[SELECTED PASSAGE]
MapReduce offers a general parallel programming paradigm which is based on two user-implemented functions, Map() and Reduce(). While Map() performs filtering and sorting, Reduce() acts as an aggregator. Both functions are instantiated multiple time for massive parallelization; the MapReduce engine manages the process instances as well as their communication.

Iimplementations of the MapReduce paradigm – such as Hadoop, Spark, and Flink – typically use Java or Scala for the Map() and Reduce() coding. While these languages offer array primitives for processing multi-dimensional arrays locally within a Map() and Reduce() incarnation here is no particular support for arrays exceeding local server main memory; in particular, the MapReduce engines are not aware of the spatial n-dimensional proximity of array partitions. Hence, the common MapReduce optimizations cannot exploit the array semantics. Essentially, MapReduce is particularly well suited for unstructured data like sets. “Since it was not originally designed to leverage the structure its performance is suboptimal.” [Daniel Abadi]

That said, attempts have been made to implement partitioned array management and processing on top of MapReduce. Below some major approaches are listed.

[MATERIAL]
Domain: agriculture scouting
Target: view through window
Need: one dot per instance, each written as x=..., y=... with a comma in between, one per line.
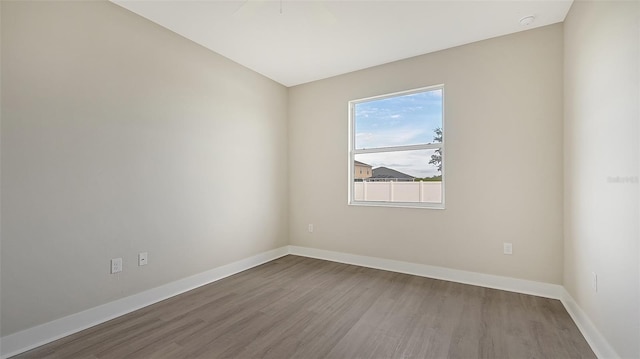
x=397, y=149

[TASKS TO PERFORM]
**A)** Please return the part of the MapReduce passage between "That said, attempts" and "approaches are listed.", inclusive.
**B)** According to the MapReduce passage, what two operations does Map() perform?
The listing has no connection to the MapReduce passage.

[ANSWERS FOR THE EXERCISE]
**A)**
That said, attempts have been made to implement partitioned array management and processing on top of MapReduce. Below some major approaches are listed.

**B)** Filtering and sorting.